🤖 AI Summary
This work addresses the lack of systematic evaluation for fine-grained elements, scientific reasoning capabilities, and output conciseness in current text-to-image (T2I) models when generating natural science illustrations. To this end, the authors propose FEPBench—the first three-dimensional, fine-grained benchmark specifically designed for natural science illustrations—assessing instruction fidelity, reasoning richness, and semantic precision. The benchmark introduces an atomic set annotation framework encompassing visual, textual, relational, and layout components. Efficient quantitative evaluation is achieved through multimodal large language model–assisted annotation, expert validation, and structured parsing. Experimental results reveal that even state-of-the-art closed-source models suffer from text rendering errors, insufficient reasoning capacity, and a trade-off between richness and precision, thereby offering clear directions for future model improvement.
📝 Abstract
Scientific illustrations are essential tools for communicating research findings, especially in natural science, where they visualize complex concepts and processes. As Text-to-Image (T2I) models become increasingly capable, researchers have started to use them for scientific illustration generation. However, existing benchmarks often assess outputs at a holistic level, overlooking fine-grained elements, while scientific reasoning ability and output conciseness remain under-quantified. We introduce FEPBench, a benchmark built from carefully selected high-quality scientific illustrations across multiple disciplines and layout types. With the assistance of multimodal large language models (MLLMs) and human experts, we provide fine-grained atom set annotations and systematically evaluate T2I models along three dimensions: instruction faithfulness, reasoning enrichment, and semantic precision. Our evaluation further decomposes model performance across visual, textual, relation, and layout elements. Results show that even state-of-the-art (SOTA) closed-source models, such as GPT Image 2 and Nano Banana Pro, still suffer from text-rendering bottlenecks, limited reasoning enrichment, and difficulty balancing generation richness with precision. These findings provide practical guidance for improving and deploying T2I models in scientific illustration generation. Benchmark data, atom set annotations, and evaluation code will be released by us.

LISTED RECORDS:
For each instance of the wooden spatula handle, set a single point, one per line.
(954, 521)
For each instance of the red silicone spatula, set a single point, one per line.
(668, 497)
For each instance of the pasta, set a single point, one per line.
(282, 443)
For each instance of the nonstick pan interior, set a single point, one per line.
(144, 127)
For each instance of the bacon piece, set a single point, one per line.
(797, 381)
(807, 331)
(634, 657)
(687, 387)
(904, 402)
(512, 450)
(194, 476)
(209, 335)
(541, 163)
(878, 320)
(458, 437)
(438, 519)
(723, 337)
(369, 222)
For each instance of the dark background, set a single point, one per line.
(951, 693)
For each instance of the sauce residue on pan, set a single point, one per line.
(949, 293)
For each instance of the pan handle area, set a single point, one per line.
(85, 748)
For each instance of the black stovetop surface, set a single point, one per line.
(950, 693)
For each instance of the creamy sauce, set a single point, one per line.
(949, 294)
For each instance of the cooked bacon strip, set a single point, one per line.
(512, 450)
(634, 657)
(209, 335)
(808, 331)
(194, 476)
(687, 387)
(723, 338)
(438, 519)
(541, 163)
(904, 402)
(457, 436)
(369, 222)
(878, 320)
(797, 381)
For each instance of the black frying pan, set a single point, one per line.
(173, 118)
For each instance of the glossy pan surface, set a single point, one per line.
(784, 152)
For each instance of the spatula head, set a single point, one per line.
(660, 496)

WORK TO BE COMPLETED:
Decide whether each statement agrees with the FEPBench text, and answer yes or no with the deciding words quoted from it: 1. The benchmark evaluates T2I models along three dimensions. 2. The benchmark data has already been released. 3. The atom set annotations were produced by human experts alone, without help from any model.

OUTPUT FOR THIS TASK:
1. Yes: "systematically evaluate T2I models along three dimensions: instruction faithfulness, reasoning enrichment, and semantic precision"
2. No: "Benchmark data, atom set annotations, and evaluation code will be released by us."
3. No: "With the assistance of multimodal large language models (MLLMs) and human experts, we provide fine-grained atom set annotations"